== Text excerpt ==

I agree, but I was referring more to the reset signal distribution on a
board rather than inside an FPGA.

I understand, but noise still can upset a sync reset. This is just not
a workable solution to noise.

OK, it doesn't 'hurt', but it doesn't 'help' either in the sense that
both approaches would meet the exact same requirements of the
functional specification for that part.

I don't agree. By globally resetting the device, you have handled all
FFs so that if your requirement misses one, you don't find out about it
after the unit is in the field.

Inside the FPGA it doesn't matter since if you discover something that
you now realize needs to be reset you re-route and get a new file. Not
routing it to a part on a board and then discovering you need it is a
bit more of an issue. Resolving that issue by routing reset to every
part and then using it asynchronously is where problems have come up
when there are a lot of parts on the board.

The question is when do you find out about the missing reset? It is
easy for this sort of thing to slip totally through testing and only
show up in the users's hands.

If it's a red herring than I can safely say that I have slayed several
red herrings over my career...but actually not many of late....not
since a certain couple designers moved on to to greener pastures to be
brutally honest.

I assume you mean board designers who were not producing quiet boards?

Maybe. But remember the scenario when you're brought in to fix a
problem with an existing board that you trace back to some issue with
reset. In that situation, a programmable logic change is more likely
the more cost effective solution.

I am in a fairly long thread in comp.arch.embedded about how to design
boards so that you don't have SI and EMI issues. I think this sort of
problem should be dealt with before you make the board, not after it is
in the field. Too many engineers learn to cover their butts rather
than to produce good designs. I am tired of working that way and not
really knowing if my design will work before it is shipped. The one
universal rule I learned very early on is that you can not prove a
product works correctly by testing. It has to be designed to work
correctly by using design methods based on understanding what you are
doing. I have never seen a board noise issue that could be fixed by an
FPGA design change.
 
K

KJ

rickman said:
I don't know exactly what you mean by fanout. If a sync reset has to
go to 100 FFs, then there is nothing you can do to tell the fitter to
change that.
Yes you can. If for example, the timing analysis failed because of
reset then you can tell the fitter to limit fanout to say, 20. Then
what the fitter would do is replicate the flip flop that generates the
reset signal so that there are 5 of them and distribute those 5
(logically identical) resets to those 100 loads.

We can debate the extra resource usage of those 4 extra flops or that
maybe there wouldn't have been 100 in the first place, but I think
we've both made our points already.
The async reset is free, or actually already paid for, so
if it does the job why not use it?
At what point do you want to find out that the answer to the question
"if it does the job..." turns out to be "No, it doesn't do the job"

===

* **Exercise requirements**
a: Repeat word for word the part of the reset thread starting at "If it's a red" and ending at "cost effective solution.".
b: Summarize the reset thread in two sentences.

== Recorded information ==

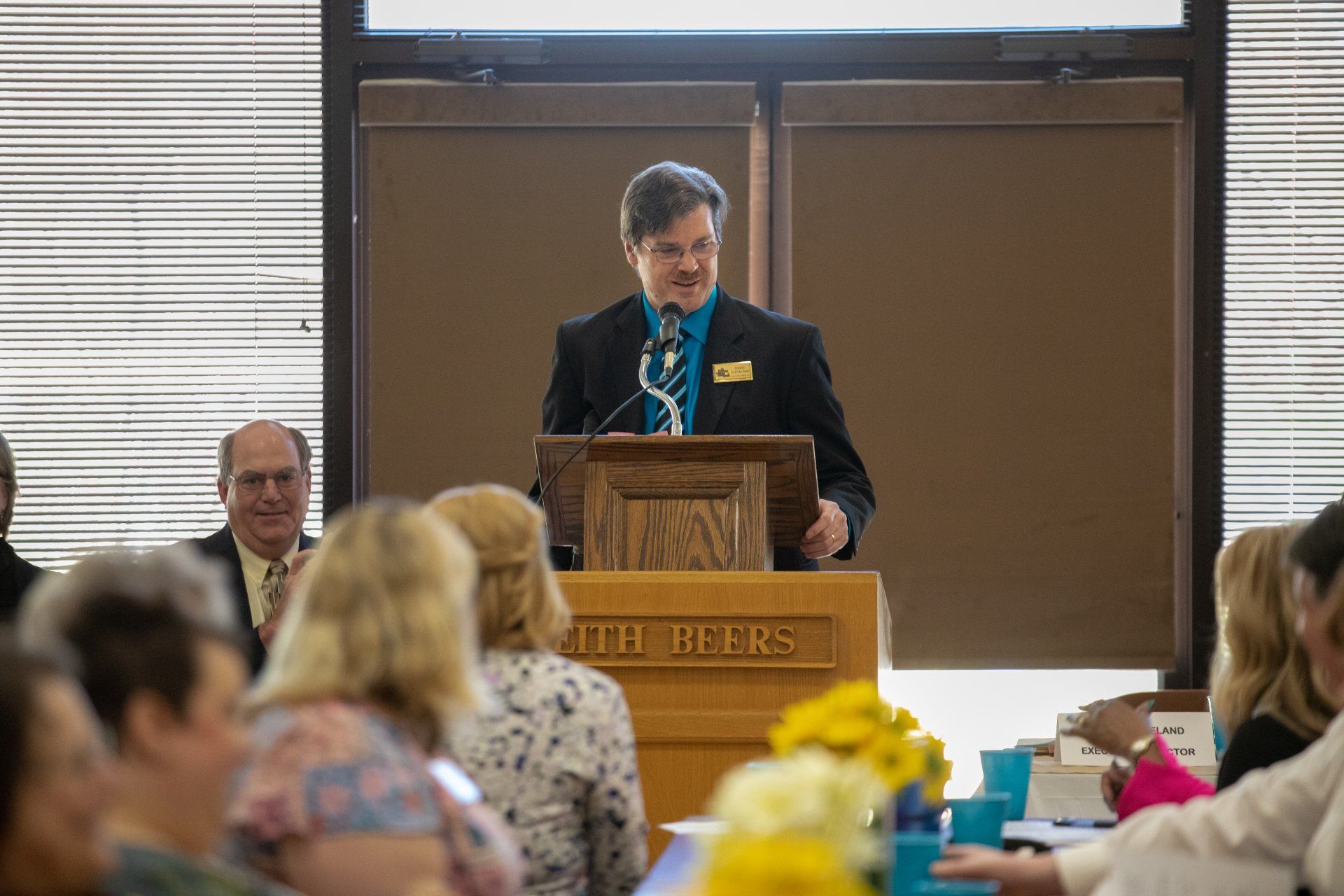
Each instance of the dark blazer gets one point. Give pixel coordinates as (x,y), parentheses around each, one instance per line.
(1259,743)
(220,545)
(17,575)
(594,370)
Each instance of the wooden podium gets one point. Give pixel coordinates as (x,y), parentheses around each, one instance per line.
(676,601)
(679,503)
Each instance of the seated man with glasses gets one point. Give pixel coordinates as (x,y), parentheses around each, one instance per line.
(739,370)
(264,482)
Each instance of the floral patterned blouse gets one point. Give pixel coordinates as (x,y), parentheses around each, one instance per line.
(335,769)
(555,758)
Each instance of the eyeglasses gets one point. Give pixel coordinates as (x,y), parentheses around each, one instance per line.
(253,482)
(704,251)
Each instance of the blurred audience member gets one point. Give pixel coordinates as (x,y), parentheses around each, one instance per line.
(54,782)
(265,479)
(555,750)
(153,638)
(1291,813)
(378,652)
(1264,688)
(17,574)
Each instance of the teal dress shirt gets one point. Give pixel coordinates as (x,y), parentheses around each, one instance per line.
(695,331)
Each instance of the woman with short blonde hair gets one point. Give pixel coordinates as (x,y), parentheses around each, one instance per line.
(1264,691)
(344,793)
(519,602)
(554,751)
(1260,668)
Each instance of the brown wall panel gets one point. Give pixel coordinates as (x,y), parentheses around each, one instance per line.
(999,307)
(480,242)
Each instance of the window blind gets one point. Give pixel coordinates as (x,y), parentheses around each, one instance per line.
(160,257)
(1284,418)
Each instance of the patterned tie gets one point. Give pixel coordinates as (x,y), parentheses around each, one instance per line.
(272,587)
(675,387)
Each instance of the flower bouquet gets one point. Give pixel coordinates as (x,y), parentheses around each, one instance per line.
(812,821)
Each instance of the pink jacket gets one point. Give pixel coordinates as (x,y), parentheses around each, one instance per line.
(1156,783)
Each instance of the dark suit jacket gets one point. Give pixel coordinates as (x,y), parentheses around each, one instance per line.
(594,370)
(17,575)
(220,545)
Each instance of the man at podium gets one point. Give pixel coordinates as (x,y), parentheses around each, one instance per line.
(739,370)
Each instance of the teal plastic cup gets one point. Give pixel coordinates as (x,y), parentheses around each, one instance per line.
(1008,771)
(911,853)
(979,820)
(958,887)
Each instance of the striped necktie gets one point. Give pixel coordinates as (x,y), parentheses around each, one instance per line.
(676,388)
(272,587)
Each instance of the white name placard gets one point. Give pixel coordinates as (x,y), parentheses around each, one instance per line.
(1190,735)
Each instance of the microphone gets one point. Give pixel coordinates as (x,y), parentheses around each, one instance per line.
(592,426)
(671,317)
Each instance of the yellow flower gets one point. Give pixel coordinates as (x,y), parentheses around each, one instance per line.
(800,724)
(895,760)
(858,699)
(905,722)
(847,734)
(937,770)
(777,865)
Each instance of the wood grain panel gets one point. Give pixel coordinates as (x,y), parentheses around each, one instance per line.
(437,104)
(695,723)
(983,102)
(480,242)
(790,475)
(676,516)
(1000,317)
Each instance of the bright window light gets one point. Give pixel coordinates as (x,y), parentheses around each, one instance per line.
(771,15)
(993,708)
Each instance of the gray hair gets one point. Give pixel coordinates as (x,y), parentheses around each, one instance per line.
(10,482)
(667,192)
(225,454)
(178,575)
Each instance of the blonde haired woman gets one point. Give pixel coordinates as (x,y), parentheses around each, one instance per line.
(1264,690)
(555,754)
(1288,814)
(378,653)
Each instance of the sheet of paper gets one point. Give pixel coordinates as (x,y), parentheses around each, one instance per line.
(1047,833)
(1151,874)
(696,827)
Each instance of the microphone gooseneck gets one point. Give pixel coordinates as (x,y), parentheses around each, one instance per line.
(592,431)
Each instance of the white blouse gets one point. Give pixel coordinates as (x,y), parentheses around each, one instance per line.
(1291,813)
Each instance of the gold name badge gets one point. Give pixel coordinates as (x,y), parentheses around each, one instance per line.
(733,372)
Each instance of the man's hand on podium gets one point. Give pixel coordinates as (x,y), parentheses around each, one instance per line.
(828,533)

===

* **Solutions below**
a:
If it's a red herring than I can safely say that I have slayed several
red herrings over my career...but actually not many of late....not
since a certain couple designers moved on to to greener pastures to be
brutally honest.

I assume you mean board designers who were not producing quiet boards?

Maybe. But remember the scenario when you're brought in to fix a
problem with an existing board that you trace back to some issue with
reset. In that situation, a programmable logic change is more likely
the more cost effective solution.

b: The thread weighs synchronous against asynchronous reset and separates reset distribution on a board from reset inside an FPGA. Points raised include that noise can still upset a sync reset, that a fitter can limit fanout by replicating the flip-flop that generates reset, that globally resetting a device covers every flip-flop, and that board noise issues should be prevented by design before the board is made rather than fixed by an FPGA change.